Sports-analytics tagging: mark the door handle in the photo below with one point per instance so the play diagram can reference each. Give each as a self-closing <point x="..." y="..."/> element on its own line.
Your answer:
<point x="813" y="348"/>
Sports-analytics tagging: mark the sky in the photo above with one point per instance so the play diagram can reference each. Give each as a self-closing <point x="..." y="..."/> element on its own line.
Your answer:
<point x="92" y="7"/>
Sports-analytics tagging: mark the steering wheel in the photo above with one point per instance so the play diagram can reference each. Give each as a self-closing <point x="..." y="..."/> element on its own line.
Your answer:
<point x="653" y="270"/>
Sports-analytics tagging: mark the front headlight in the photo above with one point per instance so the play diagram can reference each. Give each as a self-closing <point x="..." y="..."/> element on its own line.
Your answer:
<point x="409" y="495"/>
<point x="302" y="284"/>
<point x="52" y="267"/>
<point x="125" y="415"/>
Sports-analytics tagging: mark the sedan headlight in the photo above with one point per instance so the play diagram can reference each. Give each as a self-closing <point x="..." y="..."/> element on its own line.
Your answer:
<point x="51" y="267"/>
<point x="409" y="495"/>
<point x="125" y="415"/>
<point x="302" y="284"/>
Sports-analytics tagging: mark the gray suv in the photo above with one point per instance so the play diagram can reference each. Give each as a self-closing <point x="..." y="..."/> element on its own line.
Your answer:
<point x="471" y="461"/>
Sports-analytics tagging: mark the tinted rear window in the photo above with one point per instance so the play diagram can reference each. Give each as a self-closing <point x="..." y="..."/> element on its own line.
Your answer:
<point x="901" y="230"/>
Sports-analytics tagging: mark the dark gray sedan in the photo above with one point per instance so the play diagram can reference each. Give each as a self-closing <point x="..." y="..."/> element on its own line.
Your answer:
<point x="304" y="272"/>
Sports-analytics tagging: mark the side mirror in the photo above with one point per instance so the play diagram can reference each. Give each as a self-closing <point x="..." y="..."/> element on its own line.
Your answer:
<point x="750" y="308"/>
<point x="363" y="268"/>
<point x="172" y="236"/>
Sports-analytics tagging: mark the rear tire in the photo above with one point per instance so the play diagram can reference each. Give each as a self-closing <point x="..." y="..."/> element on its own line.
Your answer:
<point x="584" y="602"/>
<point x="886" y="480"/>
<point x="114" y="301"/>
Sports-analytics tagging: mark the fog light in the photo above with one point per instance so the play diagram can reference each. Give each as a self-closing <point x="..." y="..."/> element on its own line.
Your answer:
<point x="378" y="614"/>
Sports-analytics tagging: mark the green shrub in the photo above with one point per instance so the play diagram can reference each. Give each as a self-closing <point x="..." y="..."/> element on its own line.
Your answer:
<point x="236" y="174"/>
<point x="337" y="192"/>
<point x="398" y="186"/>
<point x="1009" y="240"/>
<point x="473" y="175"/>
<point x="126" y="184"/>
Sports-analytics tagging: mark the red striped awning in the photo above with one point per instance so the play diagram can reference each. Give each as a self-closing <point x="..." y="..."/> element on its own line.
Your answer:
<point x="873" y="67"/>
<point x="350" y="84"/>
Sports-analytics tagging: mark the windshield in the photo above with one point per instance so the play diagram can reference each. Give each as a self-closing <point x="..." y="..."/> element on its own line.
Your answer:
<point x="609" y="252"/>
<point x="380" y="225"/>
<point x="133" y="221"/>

What the task requires:
Rewrite all of the material, swapping every instance of "Sports-analytics tagging" for "Street-scene tagging" and changing nothing else.

Output below:
Street-scene tagging: mark the door handle in the photo below with one point per instance so the play diagram can reference each. Give each as a self-closing <point x="..." y="..."/> element on its own line.
Your answer:
<point x="813" y="348"/>
Street-scene tagging: mark the sky in the photo above with one point per instance so the play diagram can reference each. Give each as a self-closing <point x="..." y="..."/> element on its own line.
Your answer:
<point x="92" y="7"/>
Street-scene tagging: mark the steering wheel in the photo above with one point per instance so the play diagram can reference each. Give each as a self-closing <point x="..." y="..."/> element on its own line.
Your answer:
<point x="653" y="270"/>
Street-scene tagging: mark the front headlight in the photo above with one point per instance so the play diagram can reference each. Give each as a self-closing <point x="..." y="..."/> element on its own line.
Your answer:
<point x="409" y="495"/>
<point x="302" y="284"/>
<point x="52" y="267"/>
<point x="125" y="415"/>
Street-scene tagging: mark the sedan headlight in the photo above with one point per instance so the play diagram can reference each. Give each as a self-closing <point x="..." y="..."/> element on its own line.
Your answer:
<point x="51" y="267"/>
<point x="409" y="495"/>
<point x="125" y="415"/>
<point x="302" y="284"/>
Street-scene tagging: mark the gray suv in the photo above with one point per instance so the play diagram can reference each. Give each as a self-closing <point x="..." y="..."/> element on its own line.
Your answer:
<point x="471" y="461"/>
Street-scene tagging: mark the tinted rear window in the photo above with one point per instance so the play diagram can reference each. Give each as a self-closing <point x="..." y="..."/> element on its own line.
Your answer:
<point x="901" y="230"/>
Street-scene tagging: mark the dark gray sedan in the photo above with one point per instance so the play diagram can reference each. Give each as a self-closing <point x="..." y="..."/> element on its own line.
Your answer:
<point x="304" y="272"/>
Street-scene tagging: mark the side mirror in the photo above with one point per instance so the play diagram can reference each. Give each as a self-closing <point x="..." y="..."/> element on its own line.
Your answer:
<point x="750" y="308"/>
<point x="363" y="268"/>
<point x="172" y="236"/>
Street-scene tagging: mark the rear tire in the photo above with one point per instance so the play diagram can reference each. Give each as a self-closing <point x="..." y="..."/> element on its own line.
Your answer:
<point x="584" y="602"/>
<point x="886" y="480"/>
<point x="114" y="301"/>
Street-scene tagging: mark the fog light in the photo above with one point per instance so the play diagram can reference each. Give each as a self-closing <point x="..." y="..."/> element on its own line.
Your answer:
<point x="378" y="614"/>
Street-scene tagging: mark the green shrub in the photo above with one point per instance so the play diagram can reference each. Give each as a self-closing <point x="..." y="..."/> element on its own line.
Your answer:
<point x="236" y="174"/>
<point x="337" y="192"/>
<point x="398" y="186"/>
<point x="1009" y="240"/>
<point x="473" y="175"/>
<point x="126" y="184"/>
Street-scene tagging: mark the red striped awning in the photo above with one point per instance so the play diagram can reference each. Give each as a self-closing <point x="..." y="..."/> element on its own line.
Your answer:
<point x="873" y="67"/>
<point x="350" y="84"/>
Street-scene tagging: mark the windshield in the photo above with one point per instance so the play diagram can reference each. Give each as a self-closing <point x="..." y="..."/> element on its own line.
Your answer:
<point x="609" y="252"/>
<point x="380" y="225"/>
<point x="133" y="221"/>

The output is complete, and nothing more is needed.